#### INPUT RECORDS
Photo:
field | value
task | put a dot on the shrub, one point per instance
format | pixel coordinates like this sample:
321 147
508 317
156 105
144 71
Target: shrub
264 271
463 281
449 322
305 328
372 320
########
#### INPUT RECORDS
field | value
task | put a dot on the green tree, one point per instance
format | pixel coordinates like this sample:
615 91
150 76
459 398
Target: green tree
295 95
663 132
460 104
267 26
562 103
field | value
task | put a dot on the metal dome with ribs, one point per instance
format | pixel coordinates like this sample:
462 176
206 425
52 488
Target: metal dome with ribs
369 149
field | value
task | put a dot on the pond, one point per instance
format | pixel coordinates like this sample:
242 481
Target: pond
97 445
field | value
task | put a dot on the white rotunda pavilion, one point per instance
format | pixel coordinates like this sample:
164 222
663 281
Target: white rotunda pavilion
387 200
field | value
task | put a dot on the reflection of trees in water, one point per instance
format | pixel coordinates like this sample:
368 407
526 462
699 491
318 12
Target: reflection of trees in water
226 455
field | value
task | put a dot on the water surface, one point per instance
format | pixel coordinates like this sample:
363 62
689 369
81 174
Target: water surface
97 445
########
EXERCISE OBJECTIVE: Every line in the data that holds the string "task" should be copied.

EXERCISE OUTPUT:
task | put a dot on the shrub, one point per instance
task | put a dot on the green tree, one point per instance
task | put a dot on the metal dome with ribs, one point per instance
task | put a dot on the pond, one point per instance
task | put a dot on the white rotunda pavilion, one point per instance
task | put a dot on the reflection of trees in water, one point per instance
task | put a dot on the water surface, one point per instance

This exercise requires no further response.